-------- Provided material

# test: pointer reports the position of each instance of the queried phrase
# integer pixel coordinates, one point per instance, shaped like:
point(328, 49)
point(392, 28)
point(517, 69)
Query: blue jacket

----------------

What this task involves: Copy exactly the line that contains "point(328, 49)" and every line after it, up to and including the last line of the records.

Problem solution:
point(328, 49)
point(392, 28)
point(517, 69)
Query: blue jacket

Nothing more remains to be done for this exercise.